▶ _Rows_
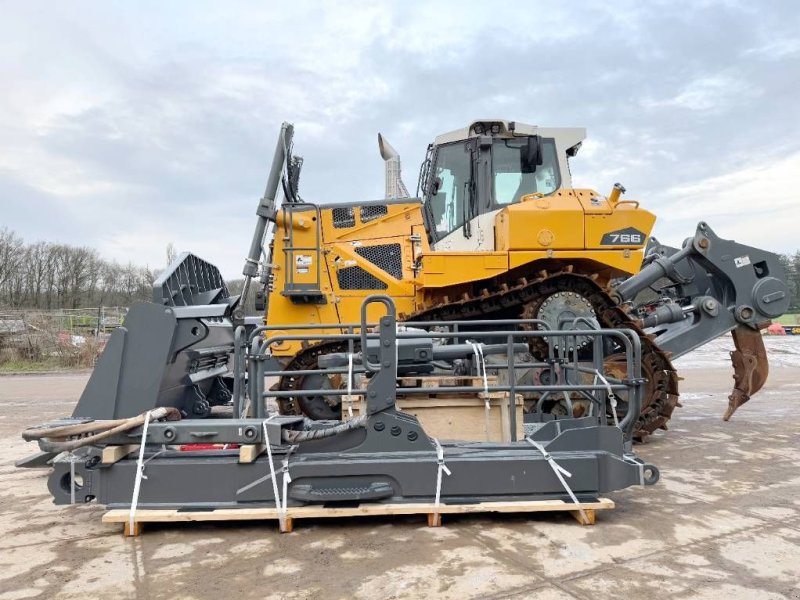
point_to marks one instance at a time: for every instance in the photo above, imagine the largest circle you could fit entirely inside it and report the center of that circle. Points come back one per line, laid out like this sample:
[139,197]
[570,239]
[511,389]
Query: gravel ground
[720,524]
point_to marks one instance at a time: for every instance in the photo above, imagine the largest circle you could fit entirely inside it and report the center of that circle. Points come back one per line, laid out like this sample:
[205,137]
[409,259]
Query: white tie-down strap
[280,501]
[612,398]
[72,478]
[350,384]
[440,468]
[137,482]
[560,473]
[480,362]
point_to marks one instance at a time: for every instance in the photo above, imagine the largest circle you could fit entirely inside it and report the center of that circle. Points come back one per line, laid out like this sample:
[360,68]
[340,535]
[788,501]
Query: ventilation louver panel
[344,217]
[370,213]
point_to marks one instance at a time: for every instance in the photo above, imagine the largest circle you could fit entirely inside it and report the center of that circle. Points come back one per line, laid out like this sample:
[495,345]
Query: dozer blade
[750,367]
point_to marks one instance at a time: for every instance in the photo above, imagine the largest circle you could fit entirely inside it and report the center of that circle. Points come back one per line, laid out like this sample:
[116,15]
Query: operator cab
[472,173]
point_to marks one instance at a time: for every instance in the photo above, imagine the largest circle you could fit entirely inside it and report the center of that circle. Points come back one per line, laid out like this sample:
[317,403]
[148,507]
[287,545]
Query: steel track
[661,392]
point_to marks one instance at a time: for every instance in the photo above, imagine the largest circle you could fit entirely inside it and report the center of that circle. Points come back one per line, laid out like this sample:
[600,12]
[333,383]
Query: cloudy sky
[126,126]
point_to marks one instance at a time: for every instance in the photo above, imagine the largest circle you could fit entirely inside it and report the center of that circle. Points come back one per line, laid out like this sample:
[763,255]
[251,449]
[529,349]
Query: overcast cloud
[126,126]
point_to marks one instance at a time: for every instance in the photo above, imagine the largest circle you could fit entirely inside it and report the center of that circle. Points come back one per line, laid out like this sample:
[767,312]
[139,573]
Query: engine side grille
[386,256]
[370,213]
[344,217]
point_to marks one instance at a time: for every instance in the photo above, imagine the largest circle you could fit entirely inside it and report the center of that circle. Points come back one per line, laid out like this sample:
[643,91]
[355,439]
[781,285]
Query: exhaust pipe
[395,188]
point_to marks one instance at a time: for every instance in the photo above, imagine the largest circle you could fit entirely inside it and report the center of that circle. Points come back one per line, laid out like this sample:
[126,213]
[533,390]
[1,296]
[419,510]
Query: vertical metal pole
[512,394]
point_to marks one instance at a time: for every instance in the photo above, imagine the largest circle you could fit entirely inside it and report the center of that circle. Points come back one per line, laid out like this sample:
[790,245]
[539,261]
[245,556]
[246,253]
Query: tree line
[49,276]
[44,275]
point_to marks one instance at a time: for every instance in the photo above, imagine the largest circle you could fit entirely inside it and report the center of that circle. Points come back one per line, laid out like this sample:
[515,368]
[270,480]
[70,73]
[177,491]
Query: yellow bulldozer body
[327,259]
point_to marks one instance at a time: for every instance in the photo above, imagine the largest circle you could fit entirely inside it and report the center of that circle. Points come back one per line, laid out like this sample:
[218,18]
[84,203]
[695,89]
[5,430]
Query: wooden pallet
[366,509]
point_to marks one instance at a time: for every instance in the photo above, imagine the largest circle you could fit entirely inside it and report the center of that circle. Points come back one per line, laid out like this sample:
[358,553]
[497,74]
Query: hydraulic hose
[56,439]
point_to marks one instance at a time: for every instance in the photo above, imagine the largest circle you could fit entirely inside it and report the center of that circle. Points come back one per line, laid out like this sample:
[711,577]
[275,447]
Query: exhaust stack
[395,188]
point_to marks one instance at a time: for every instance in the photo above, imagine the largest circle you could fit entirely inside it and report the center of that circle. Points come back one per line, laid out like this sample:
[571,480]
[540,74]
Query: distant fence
[63,337]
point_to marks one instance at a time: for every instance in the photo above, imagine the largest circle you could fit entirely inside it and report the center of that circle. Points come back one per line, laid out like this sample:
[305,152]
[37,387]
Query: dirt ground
[721,523]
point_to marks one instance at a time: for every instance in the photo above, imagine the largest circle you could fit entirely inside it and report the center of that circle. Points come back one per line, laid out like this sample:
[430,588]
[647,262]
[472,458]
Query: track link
[661,392]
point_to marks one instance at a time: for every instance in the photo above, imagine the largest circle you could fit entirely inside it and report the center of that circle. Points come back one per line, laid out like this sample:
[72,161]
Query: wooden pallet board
[366,509]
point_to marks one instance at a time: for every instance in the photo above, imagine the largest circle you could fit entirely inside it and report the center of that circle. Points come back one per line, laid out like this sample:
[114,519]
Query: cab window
[451,177]
[511,181]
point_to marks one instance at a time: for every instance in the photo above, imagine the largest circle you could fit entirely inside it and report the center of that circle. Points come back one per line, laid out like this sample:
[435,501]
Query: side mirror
[436,185]
[533,154]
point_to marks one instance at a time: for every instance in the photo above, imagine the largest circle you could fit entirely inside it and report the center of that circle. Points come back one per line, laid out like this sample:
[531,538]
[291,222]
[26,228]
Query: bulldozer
[497,230]
[498,259]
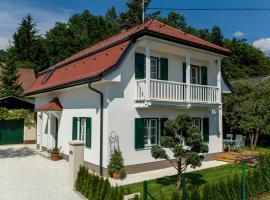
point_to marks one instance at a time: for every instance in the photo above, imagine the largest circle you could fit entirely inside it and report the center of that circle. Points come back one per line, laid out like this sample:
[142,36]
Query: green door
[11,132]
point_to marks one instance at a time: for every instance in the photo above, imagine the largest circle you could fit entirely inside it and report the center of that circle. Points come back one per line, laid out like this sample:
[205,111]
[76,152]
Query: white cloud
[11,15]
[239,34]
[263,44]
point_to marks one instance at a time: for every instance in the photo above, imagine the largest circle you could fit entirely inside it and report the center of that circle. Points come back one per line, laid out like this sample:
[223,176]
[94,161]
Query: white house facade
[119,94]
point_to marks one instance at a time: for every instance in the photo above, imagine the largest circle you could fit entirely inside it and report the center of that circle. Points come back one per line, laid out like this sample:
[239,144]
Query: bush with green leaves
[116,163]
[94,187]
[187,149]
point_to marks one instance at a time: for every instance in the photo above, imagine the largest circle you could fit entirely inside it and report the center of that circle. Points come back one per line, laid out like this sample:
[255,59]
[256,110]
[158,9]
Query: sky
[251,25]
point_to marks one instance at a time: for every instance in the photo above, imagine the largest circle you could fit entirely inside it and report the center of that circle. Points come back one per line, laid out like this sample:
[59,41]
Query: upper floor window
[154,68]
[198,74]
[195,74]
[158,67]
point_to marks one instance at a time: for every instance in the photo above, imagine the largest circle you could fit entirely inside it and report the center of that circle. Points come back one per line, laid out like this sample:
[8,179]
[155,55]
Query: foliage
[116,163]
[245,113]
[81,31]
[27,115]
[8,80]
[185,153]
[255,112]
[94,187]
[232,104]
[29,46]
[245,60]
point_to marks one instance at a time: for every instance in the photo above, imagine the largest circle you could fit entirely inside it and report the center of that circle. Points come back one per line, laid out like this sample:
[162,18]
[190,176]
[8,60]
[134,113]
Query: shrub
[116,164]
[94,187]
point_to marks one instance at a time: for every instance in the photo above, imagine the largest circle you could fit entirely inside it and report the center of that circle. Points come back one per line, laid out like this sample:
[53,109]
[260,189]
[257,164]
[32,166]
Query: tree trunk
[179,182]
[256,138]
[251,138]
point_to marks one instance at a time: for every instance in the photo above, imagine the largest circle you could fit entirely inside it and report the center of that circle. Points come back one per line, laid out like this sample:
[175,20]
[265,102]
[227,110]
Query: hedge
[94,187]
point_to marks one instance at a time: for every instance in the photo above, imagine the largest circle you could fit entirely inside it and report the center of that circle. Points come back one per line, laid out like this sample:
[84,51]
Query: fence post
[244,165]
[145,190]
[183,186]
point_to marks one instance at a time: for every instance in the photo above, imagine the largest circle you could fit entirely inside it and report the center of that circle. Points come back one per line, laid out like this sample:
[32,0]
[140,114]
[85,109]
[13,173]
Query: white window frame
[197,71]
[81,128]
[199,121]
[148,131]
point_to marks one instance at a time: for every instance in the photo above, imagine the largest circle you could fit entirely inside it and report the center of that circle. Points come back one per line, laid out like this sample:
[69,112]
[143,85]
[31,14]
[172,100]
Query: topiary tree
[185,143]
[116,165]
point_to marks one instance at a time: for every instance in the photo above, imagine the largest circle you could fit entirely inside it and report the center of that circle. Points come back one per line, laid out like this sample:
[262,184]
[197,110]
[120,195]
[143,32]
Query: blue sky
[252,25]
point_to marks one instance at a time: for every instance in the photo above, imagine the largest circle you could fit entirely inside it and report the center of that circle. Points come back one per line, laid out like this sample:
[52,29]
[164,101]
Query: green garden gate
[11,131]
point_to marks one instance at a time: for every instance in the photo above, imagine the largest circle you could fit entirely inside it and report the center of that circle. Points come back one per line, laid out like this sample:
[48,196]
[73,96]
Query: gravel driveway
[25,175]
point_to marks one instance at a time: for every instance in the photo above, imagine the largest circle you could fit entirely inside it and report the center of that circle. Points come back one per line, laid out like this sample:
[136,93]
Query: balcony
[175,92]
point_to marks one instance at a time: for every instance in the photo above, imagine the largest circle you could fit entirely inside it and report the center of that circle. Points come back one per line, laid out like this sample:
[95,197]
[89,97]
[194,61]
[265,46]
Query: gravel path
[25,175]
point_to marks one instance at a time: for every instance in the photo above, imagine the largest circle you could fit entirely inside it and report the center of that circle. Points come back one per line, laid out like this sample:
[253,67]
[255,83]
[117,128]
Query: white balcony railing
[203,93]
[167,90]
[175,92]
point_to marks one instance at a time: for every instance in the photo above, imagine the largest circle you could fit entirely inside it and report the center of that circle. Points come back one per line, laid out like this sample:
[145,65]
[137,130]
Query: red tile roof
[26,77]
[53,105]
[98,58]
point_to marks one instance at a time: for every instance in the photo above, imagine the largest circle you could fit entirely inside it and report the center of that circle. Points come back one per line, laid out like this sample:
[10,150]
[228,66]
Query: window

▶ _Work to complete_
Show each line of the listing above that contains the word "bulldozer", treating uppercase and lowercase letters as different.

▶ _Solved exercise_
Query: yellow bulldozer body
Query: bulldozer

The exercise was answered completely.